#### EXERCISE TASK:
Return each line of the records below word for word, leaving out the pictures.

━━━━━━━━━━━━━━━━━━━━

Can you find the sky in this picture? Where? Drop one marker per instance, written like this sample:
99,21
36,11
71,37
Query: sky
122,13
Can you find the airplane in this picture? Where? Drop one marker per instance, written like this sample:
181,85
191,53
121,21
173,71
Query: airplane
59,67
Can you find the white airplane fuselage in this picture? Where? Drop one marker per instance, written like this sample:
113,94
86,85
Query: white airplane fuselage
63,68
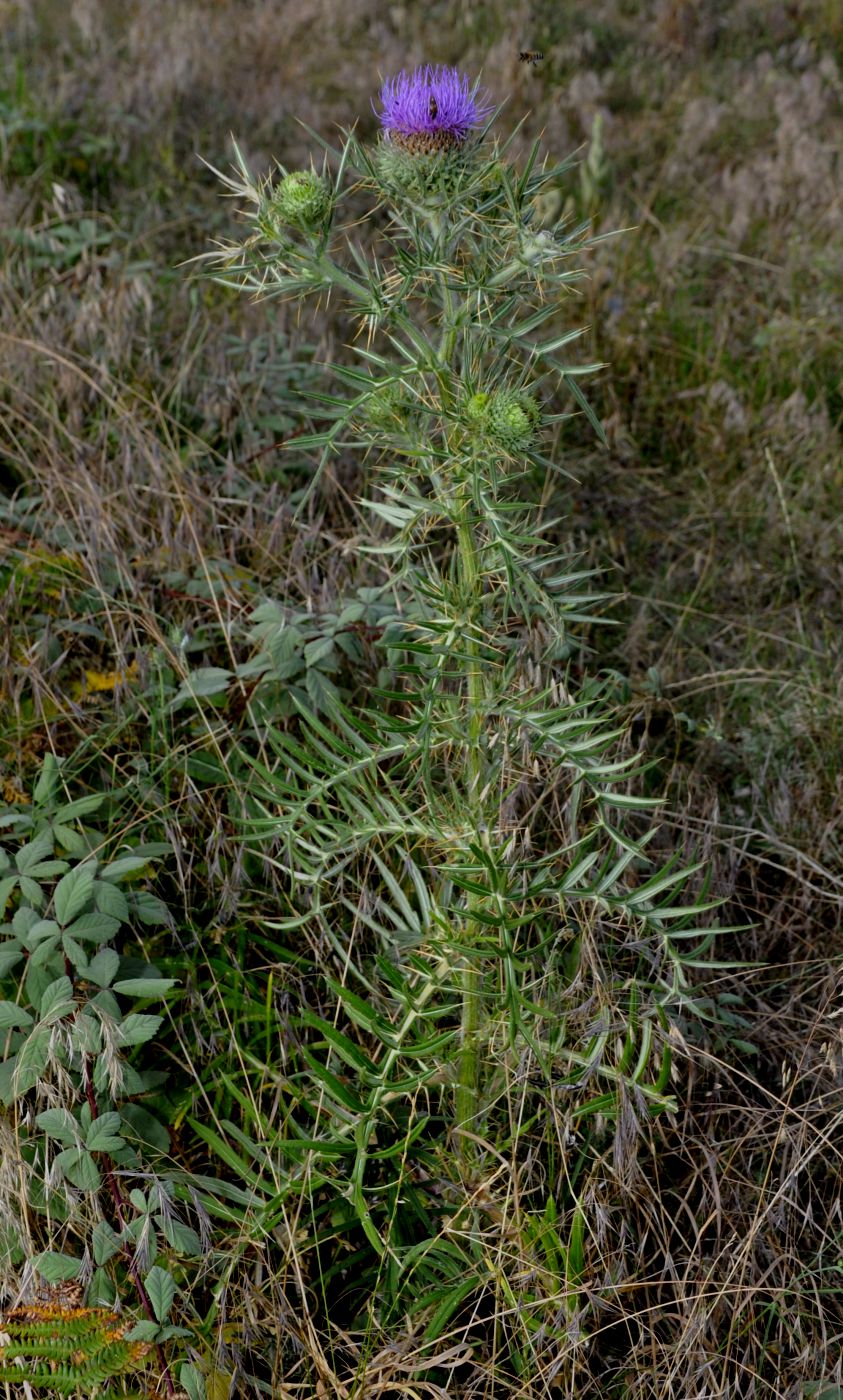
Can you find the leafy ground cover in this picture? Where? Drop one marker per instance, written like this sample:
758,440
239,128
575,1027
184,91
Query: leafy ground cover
174,588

━━━━━━━━━━━━━━━━━━━━

#### REPLY TO THE EXERCISE:
Can you find the sky in this picture? Where? Drop one marker per instance, written like this sample:
99,21
36,11
71,37
Query: sky
122,13
Can you find the airplane in this picture? Where? Drop one marker per instance, written like this sample:
181,85
191,53
121,21
173,71
Query: airplane
59,67
Can you find the white airplane fuselage in this picture? Where? Drop one marker per instance, written like this sample:
113,94
86,85
Query: white airplane fuselage
63,68
Can you find the leafy ground cover in this picture? Where? Drop one marker per instance, written like this sample:
758,440
239,128
575,1027
184,91
Query: leafy ground cover
174,588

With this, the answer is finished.